··· RECORDS FOR THIS TASK
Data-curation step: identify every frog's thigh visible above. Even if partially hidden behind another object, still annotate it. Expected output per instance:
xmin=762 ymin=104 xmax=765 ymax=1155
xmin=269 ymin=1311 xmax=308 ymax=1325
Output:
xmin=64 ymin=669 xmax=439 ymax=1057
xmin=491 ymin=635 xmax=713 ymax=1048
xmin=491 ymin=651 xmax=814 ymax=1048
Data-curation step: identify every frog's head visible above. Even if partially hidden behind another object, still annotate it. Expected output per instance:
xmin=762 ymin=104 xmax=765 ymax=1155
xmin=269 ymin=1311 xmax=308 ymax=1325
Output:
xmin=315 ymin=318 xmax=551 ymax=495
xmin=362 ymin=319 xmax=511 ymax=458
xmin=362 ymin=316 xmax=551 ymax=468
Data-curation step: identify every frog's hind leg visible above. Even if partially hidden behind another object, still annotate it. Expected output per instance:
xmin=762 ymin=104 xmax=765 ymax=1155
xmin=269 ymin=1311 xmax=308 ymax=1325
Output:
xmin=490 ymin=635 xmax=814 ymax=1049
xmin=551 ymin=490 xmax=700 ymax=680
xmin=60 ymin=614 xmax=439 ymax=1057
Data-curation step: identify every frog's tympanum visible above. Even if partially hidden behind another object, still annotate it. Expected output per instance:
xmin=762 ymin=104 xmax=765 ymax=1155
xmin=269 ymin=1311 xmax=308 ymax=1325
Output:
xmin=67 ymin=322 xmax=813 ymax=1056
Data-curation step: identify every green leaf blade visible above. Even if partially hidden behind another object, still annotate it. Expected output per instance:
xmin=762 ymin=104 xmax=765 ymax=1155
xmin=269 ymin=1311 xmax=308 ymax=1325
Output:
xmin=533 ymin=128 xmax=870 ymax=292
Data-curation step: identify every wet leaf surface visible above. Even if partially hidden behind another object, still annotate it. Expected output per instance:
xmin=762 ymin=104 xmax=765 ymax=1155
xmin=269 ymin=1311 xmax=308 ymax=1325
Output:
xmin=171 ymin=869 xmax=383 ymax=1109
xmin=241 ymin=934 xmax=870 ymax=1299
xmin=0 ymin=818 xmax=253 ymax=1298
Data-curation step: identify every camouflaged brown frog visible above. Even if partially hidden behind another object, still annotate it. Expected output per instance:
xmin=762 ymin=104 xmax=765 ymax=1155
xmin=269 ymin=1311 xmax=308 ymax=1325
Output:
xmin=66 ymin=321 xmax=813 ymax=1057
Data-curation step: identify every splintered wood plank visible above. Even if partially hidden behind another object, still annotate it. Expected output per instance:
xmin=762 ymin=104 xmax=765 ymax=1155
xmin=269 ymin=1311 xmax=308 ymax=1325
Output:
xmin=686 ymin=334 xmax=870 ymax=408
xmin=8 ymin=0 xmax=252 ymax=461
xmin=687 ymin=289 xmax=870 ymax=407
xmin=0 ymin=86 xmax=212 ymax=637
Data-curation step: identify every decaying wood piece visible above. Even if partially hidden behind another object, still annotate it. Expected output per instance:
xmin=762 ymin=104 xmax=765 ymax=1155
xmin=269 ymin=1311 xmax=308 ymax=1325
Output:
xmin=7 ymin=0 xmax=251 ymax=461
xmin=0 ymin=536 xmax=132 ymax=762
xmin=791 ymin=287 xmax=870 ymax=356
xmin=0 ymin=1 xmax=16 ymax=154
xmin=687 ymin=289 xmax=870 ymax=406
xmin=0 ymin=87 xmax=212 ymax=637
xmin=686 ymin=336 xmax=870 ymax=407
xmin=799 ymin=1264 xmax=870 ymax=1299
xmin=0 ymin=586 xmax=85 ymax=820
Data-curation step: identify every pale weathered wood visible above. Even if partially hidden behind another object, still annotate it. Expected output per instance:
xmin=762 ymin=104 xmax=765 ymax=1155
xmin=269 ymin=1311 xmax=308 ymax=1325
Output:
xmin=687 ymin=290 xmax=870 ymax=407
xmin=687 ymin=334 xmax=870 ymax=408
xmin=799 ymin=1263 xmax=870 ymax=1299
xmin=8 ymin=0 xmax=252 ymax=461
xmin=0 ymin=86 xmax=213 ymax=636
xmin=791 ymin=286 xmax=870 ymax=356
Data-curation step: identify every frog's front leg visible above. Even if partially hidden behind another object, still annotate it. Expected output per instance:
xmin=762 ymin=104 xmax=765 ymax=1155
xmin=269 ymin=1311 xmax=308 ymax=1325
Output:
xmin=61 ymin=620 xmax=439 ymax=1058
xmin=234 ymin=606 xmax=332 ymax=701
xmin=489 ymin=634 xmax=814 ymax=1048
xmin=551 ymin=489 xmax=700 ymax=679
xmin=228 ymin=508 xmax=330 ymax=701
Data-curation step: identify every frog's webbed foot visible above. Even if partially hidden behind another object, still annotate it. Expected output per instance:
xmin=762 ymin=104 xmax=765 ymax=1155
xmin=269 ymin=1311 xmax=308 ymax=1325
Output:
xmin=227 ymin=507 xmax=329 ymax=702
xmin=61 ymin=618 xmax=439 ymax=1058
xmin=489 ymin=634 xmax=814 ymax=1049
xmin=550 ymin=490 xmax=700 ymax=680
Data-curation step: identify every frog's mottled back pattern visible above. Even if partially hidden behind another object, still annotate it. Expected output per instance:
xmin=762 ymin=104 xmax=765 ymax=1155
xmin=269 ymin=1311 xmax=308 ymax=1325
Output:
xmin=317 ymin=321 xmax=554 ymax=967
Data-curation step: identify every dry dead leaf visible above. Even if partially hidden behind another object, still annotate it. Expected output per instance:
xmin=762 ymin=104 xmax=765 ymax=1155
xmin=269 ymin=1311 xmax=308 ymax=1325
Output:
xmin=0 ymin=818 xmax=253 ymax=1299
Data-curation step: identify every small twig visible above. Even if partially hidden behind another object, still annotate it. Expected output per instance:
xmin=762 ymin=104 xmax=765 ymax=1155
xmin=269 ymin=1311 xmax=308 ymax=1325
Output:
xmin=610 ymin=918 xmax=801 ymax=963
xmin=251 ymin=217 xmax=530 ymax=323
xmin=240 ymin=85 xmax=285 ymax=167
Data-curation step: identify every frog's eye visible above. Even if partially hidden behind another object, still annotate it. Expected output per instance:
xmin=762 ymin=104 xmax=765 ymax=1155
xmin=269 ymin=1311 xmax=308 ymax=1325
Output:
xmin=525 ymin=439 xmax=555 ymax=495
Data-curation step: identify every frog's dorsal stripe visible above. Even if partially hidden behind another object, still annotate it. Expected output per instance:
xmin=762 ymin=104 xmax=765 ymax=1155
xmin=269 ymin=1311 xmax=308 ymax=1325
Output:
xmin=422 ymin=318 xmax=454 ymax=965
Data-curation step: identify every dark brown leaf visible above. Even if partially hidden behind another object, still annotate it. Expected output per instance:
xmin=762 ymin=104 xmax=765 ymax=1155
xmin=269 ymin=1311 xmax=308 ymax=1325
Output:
······
### ABOUT THIS EXERCISE
Reproduce every entry above so that each one matches its source exactly.

### COMPLETED TASK
Data-curation step: identify every frog's thigh visible above. Even if partially hidden behind another object, still annotate it. Expected output per instance:
xmin=762 ymin=104 xmax=765 ymax=1155
xmin=269 ymin=1311 xmax=308 ymax=1325
Output:
xmin=64 ymin=669 xmax=439 ymax=1057
xmin=491 ymin=635 xmax=713 ymax=1048
xmin=491 ymin=651 xmax=814 ymax=1048
Data-curation step: identify every frog's head visible above. Even if partially hidden behind another object, still annotate it. Expected output per instance:
xmin=762 ymin=104 xmax=765 ymax=1155
xmin=269 ymin=1311 xmax=308 ymax=1325
Output:
xmin=315 ymin=318 xmax=551 ymax=495
xmin=362 ymin=319 xmax=511 ymax=458
xmin=362 ymin=316 xmax=551 ymax=468
Data-curation step: identify every frog's hind leg visible above. Even if partially hidden behind another object, still annotate it. Expected output per instance:
xmin=762 ymin=104 xmax=765 ymax=1155
xmin=269 ymin=1311 xmax=308 ymax=1325
Output:
xmin=490 ymin=635 xmax=814 ymax=1049
xmin=551 ymin=490 xmax=700 ymax=680
xmin=60 ymin=614 xmax=439 ymax=1057
Data-curation step: identify every frog's tympanum visible above. Even if partially hidden behind another object, still annotate it. Expected output per instance:
xmin=762 ymin=104 xmax=765 ymax=1155
xmin=269 ymin=1311 xmax=308 ymax=1325
Output:
xmin=67 ymin=322 xmax=813 ymax=1056
Data-curation step: identify every green leaf blade visible above. Even if partially hidden behind another object, still annotate it. Expected output per instance:
xmin=762 ymin=104 xmax=765 ymax=1155
xmin=269 ymin=1311 xmax=308 ymax=1325
Output:
xmin=533 ymin=128 xmax=870 ymax=292
Data-curation step: identify every wet leaf surface visible above. Even if partially hidden behind another object, still annotate it. Expected output per instance:
xmin=762 ymin=104 xmax=765 ymax=1155
xmin=269 ymin=1311 xmax=308 ymax=1325
Output:
xmin=171 ymin=869 xmax=383 ymax=1109
xmin=241 ymin=934 xmax=870 ymax=1299
xmin=0 ymin=818 xmax=253 ymax=1298
Data-curation step: identify every camouflaged brown frog visible above. Even if partially hidden behind another object, still annotate it. Expected output per instance:
xmin=762 ymin=104 xmax=765 ymax=1155
xmin=269 ymin=1311 xmax=308 ymax=1325
Output:
xmin=66 ymin=321 xmax=813 ymax=1057
Data-curation step: identify every splintered wood plank visible above. Even if partially hidden behind another object, still annotate it. Expected output per instance:
xmin=762 ymin=104 xmax=765 ymax=1155
xmin=269 ymin=1311 xmax=308 ymax=1325
Output:
xmin=686 ymin=334 xmax=870 ymax=408
xmin=8 ymin=0 xmax=252 ymax=461
xmin=687 ymin=289 xmax=870 ymax=407
xmin=0 ymin=86 xmax=212 ymax=637
Data-curation step: identify every decaying wood piece visible above. Even if partially hidden behind another object, still annotate it. Expected output per instance:
xmin=762 ymin=104 xmax=765 ymax=1155
xmin=269 ymin=1311 xmax=308 ymax=1325
Output:
xmin=7 ymin=0 xmax=251 ymax=461
xmin=0 ymin=536 xmax=132 ymax=762
xmin=791 ymin=287 xmax=870 ymax=356
xmin=0 ymin=1 xmax=16 ymax=154
xmin=687 ymin=289 xmax=870 ymax=406
xmin=0 ymin=87 xmax=212 ymax=637
xmin=686 ymin=336 xmax=870 ymax=407
xmin=799 ymin=1264 xmax=870 ymax=1299
xmin=0 ymin=586 xmax=85 ymax=820
Data-curation step: identify every pale weathered wood visible above. Even if partially hidden behind another object, still annotate it. Expected output per instance:
xmin=762 ymin=104 xmax=765 ymax=1155
xmin=269 ymin=1311 xmax=308 ymax=1325
Output:
xmin=687 ymin=290 xmax=870 ymax=407
xmin=687 ymin=334 xmax=870 ymax=408
xmin=799 ymin=1263 xmax=870 ymax=1299
xmin=8 ymin=0 xmax=252 ymax=461
xmin=0 ymin=86 xmax=213 ymax=636
xmin=791 ymin=286 xmax=870 ymax=356
Data-curation step: identify every frog's front leg visible above. Even if partially hidden behind another object, still annotate it. Expected output per instance:
xmin=762 ymin=104 xmax=765 ymax=1155
xmin=269 ymin=1311 xmax=308 ymax=1325
Output:
xmin=61 ymin=620 xmax=439 ymax=1058
xmin=234 ymin=606 xmax=332 ymax=701
xmin=489 ymin=634 xmax=814 ymax=1048
xmin=551 ymin=489 xmax=700 ymax=679
xmin=228 ymin=508 xmax=330 ymax=701
Data-curation step: identify every frog's webbed foot visible above. Even if partially hidden behind another object, still annotate it. Expected output per instance:
xmin=762 ymin=104 xmax=765 ymax=1155
xmin=269 ymin=1311 xmax=308 ymax=1325
Output:
xmin=227 ymin=507 xmax=329 ymax=702
xmin=61 ymin=618 xmax=439 ymax=1058
xmin=489 ymin=634 xmax=814 ymax=1049
xmin=550 ymin=490 xmax=700 ymax=680
Data-curation step: identify every frog's mottled back pattern visible above. Even if partially hidden behind another object, still annotate it. Expected output per instance:
xmin=762 ymin=104 xmax=765 ymax=1155
xmin=269 ymin=1311 xmax=308 ymax=1325
Output:
xmin=317 ymin=321 xmax=554 ymax=967
Data-curation step: identify every dry dead leaf visible above. Even if partially hidden behind another object, still annotate it. Expected output per instance:
xmin=762 ymin=104 xmax=765 ymax=1155
xmin=269 ymin=1311 xmax=308 ymax=1325
Output:
xmin=0 ymin=818 xmax=253 ymax=1299
Data-curation step: identify every small twig visible above. Even if partially hidden behind another object, still annotate it. Expected output per instance:
xmin=762 ymin=104 xmax=765 ymax=1155
xmin=269 ymin=1311 xmax=308 ymax=1325
Output:
xmin=610 ymin=918 xmax=801 ymax=963
xmin=251 ymin=217 xmax=530 ymax=323
xmin=240 ymin=85 xmax=285 ymax=167
Data-curation step: identify every frog's eye visible above. Even if partially hidden behind another object, still annotate it. Expected output per instance:
xmin=762 ymin=104 xmax=765 ymax=1155
xmin=269 ymin=1311 xmax=308 ymax=1325
Output:
xmin=525 ymin=439 xmax=555 ymax=495
Data-curation step: identify every frog's dorsal stripe visible above. Even if partially hidden behind another object, still annotate it. Expected output per instance:
xmin=762 ymin=104 xmax=765 ymax=1155
xmin=269 ymin=1311 xmax=308 ymax=1325
Output:
xmin=422 ymin=318 xmax=454 ymax=965
Data-curation step: identify every dark brown leaf visible above. Even if partially hidden behind another object, still annotate it. Expected output per instance:
xmin=762 ymin=104 xmax=765 ymax=1155
xmin=269 ymin=1311 xmax=308 ymax=1325
Output:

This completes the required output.